Update the data below by swapping "white house" for "white building" wherever it occurs, with everything else kept the same. Leave the pictures out of your answer.
#####
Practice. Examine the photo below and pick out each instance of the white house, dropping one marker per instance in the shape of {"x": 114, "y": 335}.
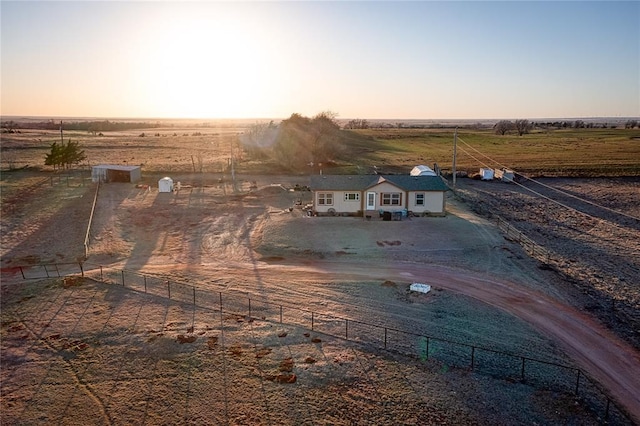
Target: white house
{"x": 422, "y": 171}
{"x": 370, "y": 195}
{"x": 165, "y": 184}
#####
▸ Task output
Practice. Examine the photo below and pick out each instance of the white building, dropping one marker per instance in the shape of {"x": 114, "y": 335}.
Target: white building
{"x": 422, "y": 171}
{"x": 370, "y": 195}
{"x": 165, "y": 184}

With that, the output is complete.